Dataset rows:
________________________________________
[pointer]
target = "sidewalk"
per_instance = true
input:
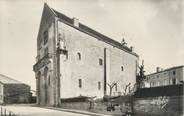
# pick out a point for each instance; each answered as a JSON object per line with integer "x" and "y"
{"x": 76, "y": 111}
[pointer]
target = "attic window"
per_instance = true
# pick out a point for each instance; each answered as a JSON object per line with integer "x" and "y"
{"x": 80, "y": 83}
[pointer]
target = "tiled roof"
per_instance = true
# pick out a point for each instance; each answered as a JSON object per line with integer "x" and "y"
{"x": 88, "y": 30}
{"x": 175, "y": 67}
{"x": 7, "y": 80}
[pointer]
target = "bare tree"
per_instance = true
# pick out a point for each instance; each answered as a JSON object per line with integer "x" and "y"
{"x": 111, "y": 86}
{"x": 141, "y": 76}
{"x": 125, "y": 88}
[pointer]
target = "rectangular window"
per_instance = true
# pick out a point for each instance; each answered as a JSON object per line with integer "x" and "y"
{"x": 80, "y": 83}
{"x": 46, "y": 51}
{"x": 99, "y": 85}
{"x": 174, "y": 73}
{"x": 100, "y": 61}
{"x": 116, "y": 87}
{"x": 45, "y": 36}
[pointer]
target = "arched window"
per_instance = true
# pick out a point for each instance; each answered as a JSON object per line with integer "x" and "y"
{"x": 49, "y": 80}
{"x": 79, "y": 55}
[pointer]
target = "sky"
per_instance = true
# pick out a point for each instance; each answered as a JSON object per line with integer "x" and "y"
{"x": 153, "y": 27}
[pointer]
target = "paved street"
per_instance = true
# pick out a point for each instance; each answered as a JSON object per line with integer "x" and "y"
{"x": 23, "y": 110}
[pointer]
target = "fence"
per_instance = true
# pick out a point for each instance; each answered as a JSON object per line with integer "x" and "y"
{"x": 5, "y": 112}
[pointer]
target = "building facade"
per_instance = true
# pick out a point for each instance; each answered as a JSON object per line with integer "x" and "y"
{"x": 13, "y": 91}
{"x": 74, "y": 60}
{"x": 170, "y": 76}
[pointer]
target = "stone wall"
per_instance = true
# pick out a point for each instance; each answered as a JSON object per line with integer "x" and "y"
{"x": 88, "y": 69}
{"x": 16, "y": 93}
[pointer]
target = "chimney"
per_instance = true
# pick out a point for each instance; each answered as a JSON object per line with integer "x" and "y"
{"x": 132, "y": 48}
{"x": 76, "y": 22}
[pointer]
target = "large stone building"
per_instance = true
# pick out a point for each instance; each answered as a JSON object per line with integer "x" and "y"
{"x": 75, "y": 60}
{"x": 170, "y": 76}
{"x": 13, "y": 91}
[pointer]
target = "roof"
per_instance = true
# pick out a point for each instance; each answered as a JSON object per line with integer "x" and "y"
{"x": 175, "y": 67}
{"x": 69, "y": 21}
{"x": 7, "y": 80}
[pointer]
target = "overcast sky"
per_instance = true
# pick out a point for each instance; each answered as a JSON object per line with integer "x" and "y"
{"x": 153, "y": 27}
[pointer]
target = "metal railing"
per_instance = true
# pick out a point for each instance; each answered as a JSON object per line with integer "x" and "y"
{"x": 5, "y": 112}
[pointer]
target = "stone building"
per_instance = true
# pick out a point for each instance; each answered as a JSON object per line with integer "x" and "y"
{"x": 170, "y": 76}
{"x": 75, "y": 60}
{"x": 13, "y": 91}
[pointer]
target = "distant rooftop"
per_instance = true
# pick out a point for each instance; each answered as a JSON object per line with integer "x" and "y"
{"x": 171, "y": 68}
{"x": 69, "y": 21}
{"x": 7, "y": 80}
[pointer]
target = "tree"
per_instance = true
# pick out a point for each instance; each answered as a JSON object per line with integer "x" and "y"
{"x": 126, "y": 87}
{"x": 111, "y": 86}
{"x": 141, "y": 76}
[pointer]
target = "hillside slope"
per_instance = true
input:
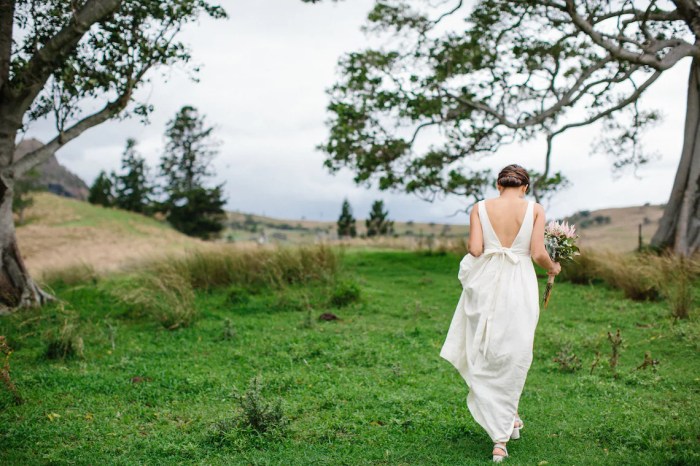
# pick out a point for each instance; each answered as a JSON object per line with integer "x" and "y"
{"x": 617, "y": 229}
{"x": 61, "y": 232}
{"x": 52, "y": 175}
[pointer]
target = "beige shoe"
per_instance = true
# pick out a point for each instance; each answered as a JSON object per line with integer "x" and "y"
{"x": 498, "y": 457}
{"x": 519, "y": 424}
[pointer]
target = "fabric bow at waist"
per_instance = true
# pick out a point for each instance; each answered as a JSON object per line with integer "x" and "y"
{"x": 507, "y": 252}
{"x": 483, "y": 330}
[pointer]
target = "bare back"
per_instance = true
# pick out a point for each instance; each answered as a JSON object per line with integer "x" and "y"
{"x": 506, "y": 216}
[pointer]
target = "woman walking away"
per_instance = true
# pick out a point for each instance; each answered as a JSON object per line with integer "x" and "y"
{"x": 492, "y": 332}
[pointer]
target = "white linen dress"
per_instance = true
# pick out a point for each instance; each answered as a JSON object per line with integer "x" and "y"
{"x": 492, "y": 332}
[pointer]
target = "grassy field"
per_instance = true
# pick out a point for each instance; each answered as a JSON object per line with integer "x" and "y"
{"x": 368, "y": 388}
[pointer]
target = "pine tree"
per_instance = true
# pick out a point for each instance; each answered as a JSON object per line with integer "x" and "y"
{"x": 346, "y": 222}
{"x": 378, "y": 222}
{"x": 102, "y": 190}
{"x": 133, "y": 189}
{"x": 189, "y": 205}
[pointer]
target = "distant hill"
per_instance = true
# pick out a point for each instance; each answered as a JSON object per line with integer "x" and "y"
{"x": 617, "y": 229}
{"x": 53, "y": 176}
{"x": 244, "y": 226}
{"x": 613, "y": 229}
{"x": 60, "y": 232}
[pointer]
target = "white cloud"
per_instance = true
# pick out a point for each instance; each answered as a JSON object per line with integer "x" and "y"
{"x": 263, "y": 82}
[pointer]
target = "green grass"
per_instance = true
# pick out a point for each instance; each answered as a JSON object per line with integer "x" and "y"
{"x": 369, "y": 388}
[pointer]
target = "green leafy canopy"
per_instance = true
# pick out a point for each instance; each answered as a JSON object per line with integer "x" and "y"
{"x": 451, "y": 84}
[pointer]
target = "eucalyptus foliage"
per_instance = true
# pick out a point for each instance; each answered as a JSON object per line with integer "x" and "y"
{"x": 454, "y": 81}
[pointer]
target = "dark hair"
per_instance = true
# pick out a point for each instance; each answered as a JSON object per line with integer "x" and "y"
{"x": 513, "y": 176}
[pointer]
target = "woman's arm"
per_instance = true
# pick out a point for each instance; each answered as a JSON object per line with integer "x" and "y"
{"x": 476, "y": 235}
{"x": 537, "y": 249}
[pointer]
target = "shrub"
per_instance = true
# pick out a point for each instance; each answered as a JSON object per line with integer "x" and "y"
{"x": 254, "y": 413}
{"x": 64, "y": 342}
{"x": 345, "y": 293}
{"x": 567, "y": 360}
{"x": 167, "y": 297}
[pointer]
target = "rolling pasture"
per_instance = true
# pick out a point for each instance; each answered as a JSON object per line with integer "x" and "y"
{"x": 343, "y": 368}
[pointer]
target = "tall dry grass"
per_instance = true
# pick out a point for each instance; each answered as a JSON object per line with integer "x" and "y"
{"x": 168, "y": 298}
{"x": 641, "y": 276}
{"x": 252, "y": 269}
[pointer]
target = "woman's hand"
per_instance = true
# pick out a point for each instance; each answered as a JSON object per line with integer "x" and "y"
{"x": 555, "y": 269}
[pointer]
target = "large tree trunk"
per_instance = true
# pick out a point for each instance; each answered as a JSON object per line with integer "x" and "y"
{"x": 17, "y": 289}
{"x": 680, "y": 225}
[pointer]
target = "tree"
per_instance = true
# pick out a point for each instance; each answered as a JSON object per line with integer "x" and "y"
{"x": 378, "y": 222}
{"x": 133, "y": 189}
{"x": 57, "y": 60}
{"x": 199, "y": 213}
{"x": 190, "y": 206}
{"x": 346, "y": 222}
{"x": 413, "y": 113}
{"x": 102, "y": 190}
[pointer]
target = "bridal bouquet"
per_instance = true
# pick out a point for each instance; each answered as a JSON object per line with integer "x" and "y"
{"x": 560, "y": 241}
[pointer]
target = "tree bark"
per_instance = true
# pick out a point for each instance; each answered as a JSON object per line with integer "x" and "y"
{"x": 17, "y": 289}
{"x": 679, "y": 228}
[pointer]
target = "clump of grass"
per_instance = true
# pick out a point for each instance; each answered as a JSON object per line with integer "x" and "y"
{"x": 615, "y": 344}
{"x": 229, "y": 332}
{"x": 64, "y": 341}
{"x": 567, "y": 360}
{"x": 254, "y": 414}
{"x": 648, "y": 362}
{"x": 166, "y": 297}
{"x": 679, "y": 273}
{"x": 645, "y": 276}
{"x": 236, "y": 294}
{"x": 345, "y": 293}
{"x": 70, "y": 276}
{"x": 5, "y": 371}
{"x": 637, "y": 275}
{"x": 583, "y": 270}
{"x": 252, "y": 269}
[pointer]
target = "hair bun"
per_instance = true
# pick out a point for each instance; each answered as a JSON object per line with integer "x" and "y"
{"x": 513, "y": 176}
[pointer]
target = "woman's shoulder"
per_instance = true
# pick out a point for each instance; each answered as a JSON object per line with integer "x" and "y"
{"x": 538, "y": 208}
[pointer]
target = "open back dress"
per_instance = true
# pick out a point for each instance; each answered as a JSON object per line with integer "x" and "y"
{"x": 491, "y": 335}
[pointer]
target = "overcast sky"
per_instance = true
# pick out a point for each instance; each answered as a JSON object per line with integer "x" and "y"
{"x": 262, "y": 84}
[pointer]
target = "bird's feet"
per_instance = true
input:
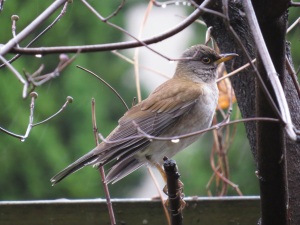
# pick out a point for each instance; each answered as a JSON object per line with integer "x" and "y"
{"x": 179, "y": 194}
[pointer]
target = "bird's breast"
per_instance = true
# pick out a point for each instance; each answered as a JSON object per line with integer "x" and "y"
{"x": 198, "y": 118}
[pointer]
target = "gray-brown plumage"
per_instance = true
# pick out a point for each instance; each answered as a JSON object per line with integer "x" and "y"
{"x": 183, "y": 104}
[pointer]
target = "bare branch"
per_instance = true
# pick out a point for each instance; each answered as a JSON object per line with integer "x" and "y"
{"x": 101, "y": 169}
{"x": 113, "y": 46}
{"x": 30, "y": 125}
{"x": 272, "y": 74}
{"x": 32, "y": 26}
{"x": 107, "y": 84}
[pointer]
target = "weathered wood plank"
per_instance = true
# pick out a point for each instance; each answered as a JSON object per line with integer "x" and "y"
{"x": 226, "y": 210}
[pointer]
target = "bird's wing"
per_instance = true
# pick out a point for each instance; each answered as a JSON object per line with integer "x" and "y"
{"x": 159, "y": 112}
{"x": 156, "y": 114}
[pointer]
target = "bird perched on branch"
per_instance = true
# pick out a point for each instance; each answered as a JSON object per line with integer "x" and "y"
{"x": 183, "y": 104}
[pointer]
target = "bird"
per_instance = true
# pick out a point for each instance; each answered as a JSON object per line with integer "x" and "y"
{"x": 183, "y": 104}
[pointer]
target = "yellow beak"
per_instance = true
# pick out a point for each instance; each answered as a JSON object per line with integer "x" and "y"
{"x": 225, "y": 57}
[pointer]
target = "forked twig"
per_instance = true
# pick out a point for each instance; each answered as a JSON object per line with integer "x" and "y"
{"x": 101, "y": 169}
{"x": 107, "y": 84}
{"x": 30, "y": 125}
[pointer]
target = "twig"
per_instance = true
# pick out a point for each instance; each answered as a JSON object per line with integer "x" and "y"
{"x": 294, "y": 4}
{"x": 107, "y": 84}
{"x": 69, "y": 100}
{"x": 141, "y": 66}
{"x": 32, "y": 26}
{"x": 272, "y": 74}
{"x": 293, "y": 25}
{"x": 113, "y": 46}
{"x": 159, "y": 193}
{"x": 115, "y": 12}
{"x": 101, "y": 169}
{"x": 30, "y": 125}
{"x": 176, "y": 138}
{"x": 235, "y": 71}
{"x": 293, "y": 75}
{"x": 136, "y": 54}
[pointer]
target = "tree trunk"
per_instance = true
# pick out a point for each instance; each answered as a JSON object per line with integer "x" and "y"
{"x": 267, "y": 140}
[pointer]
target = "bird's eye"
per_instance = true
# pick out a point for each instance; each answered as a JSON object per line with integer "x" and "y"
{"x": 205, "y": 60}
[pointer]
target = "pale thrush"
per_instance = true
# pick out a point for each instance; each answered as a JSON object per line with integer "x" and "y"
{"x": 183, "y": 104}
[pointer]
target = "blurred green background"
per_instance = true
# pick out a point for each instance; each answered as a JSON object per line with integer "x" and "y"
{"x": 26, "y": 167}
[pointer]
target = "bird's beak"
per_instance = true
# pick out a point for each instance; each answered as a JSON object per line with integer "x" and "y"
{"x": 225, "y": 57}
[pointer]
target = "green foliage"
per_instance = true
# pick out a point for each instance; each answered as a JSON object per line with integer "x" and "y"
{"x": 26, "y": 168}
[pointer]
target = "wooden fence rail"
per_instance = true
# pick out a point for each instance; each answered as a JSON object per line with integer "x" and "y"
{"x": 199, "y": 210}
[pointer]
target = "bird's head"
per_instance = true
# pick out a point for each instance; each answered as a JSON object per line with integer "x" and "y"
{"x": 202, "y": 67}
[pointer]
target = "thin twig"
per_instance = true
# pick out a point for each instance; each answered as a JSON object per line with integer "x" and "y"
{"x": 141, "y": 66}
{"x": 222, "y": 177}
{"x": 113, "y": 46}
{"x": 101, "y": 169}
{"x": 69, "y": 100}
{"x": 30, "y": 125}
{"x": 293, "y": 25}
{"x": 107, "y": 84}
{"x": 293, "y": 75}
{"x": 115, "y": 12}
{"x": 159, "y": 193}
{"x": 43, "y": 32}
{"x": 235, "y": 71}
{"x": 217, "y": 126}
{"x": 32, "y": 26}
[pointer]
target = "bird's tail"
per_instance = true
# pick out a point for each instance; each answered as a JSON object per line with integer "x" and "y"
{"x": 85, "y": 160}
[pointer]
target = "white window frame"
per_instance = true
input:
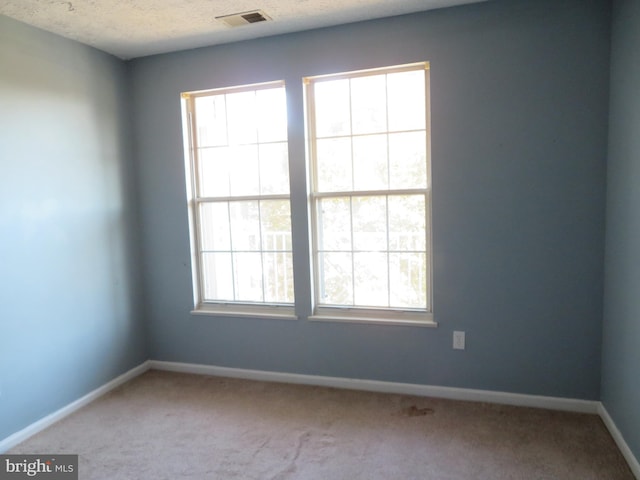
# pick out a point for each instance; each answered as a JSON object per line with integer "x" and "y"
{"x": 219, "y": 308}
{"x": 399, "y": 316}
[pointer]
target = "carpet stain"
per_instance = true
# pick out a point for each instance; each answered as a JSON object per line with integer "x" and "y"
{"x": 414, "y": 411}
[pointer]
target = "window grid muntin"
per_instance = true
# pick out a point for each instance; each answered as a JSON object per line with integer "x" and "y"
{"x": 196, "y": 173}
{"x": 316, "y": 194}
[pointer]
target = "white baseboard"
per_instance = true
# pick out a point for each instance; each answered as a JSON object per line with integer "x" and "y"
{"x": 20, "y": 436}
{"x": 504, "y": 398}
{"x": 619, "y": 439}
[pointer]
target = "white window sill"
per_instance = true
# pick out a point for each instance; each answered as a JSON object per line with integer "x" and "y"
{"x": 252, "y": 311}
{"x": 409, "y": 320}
________________________________________
(REQUIRED WORK):
Report every line of the dataset rows above that holds the word "dress", copying each one in full.

(SOLUTION):
target = "white linen dress"
target = "open back dress"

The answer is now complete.